* TEXT SECTION *
>>>

As the graph shows, whether it is Modi or Yogi, the unemployment situation is the same. The two engines are leading urban youth into a purgatory of poverty and humiliation, because they must be having to depend on either their elderly parents for survival or borrowing from friends and relatives. This is the fate of the great “demographic dividend” that many boast about, the young working age population in the prime of its productive years.

It is not really surprising that both Yogi and Modi have led their respective governments down the same path. After all, they have been adopting the same economic policies. Learning from his mentor in New Delhi, Yogi Adityanath has held grand investors’ summits in Lucknow to lure private investment to the state, it has squeezed government expenditure on welfare schemes ostensibly to provide space to private sector, it has outsourced and contracted out work to save money, it has diluted labour laws (in fact UP government suspended all industrial laws after the pandemic), it has been reluctant to increase support prices for agricultural commodities like sugar cane, and it has kept thousands of government posts vacant. These are very similar to PM Modi’s own economic policies.

<<<

* EXTRACTED MATERIAL *
>>>

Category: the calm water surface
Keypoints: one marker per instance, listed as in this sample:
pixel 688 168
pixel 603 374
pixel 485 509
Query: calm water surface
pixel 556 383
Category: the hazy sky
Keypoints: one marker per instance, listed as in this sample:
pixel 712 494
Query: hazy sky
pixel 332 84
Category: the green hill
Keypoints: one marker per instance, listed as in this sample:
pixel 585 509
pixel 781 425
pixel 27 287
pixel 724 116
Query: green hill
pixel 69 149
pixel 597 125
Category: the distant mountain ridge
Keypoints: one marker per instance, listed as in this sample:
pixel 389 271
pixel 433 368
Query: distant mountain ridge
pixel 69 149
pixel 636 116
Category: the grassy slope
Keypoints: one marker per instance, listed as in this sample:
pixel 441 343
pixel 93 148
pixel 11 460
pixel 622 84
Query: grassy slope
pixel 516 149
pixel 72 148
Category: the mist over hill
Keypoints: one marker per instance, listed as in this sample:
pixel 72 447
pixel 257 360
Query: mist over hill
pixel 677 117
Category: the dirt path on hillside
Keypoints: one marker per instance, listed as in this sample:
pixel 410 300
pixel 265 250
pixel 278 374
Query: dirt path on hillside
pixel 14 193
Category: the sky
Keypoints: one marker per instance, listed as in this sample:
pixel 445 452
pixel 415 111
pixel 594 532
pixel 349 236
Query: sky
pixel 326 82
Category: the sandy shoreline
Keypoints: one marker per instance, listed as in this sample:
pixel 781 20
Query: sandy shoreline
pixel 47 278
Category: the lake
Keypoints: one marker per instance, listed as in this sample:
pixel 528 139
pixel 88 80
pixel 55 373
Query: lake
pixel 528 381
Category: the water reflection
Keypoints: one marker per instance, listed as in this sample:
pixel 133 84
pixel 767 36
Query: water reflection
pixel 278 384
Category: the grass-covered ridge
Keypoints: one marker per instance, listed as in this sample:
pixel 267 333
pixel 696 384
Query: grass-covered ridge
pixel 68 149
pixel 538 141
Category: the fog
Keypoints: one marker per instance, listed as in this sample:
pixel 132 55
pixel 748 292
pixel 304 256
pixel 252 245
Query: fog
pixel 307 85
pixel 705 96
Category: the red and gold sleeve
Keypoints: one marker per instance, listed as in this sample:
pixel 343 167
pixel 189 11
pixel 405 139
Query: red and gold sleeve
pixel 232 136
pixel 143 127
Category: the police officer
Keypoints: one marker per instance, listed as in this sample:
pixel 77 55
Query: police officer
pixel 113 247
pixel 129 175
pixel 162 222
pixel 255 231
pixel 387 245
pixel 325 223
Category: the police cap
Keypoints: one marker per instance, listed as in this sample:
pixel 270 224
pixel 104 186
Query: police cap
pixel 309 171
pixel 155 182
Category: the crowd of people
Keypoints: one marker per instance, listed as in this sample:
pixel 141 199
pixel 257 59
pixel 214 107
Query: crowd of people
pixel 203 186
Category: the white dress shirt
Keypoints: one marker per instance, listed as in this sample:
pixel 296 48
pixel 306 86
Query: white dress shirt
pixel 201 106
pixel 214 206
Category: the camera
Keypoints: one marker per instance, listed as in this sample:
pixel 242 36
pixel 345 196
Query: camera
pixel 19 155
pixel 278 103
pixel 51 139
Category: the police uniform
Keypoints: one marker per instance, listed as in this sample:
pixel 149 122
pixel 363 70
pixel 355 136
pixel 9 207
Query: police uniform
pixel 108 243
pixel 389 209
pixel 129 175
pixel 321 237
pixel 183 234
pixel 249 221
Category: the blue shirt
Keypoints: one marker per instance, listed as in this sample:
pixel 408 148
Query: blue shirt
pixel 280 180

<<<

* PROBLEM SET *
1. In the text on unemployment under Modi and Yogi, what did the Uttar Pradesh government do with industrial laws after the pandemic?
2. Resume the text on unemployment under the Modi and Yogi governments, continuing from its final sentence.

* TASK RESPONSES *
1. It suspended all industrial laws.

2.
These economic policies have not only led to mass unemployment but also caused untold distress in the devastation caused by the pandemic. With health infrastructure deficient, nutrition programmes inadequate social security almost non-existent, the people have mostly been left to themselves.

UP had an urbanisation rate of about 22% in the last Census (2011). With a projected population of about 23 crore in 2021, this means that about 5.1 crore persons were staying in urban areas which may range from big cities (like Lucknow, Varanasi, Kanpur, Meerut, Gorakhpur, etc) to smaller towns and ‘nagar panchayats’. That’s the largest urban population in any state in absolute terms, though not as a share. High unemployment in this vocal and aspirational section will mean increasing disillusionment with the ‘double engine’ both components of which had promised a large number of jobs while seeking votes. The BJP may well face troubling times in urban areas in the upcoming Assembly polls.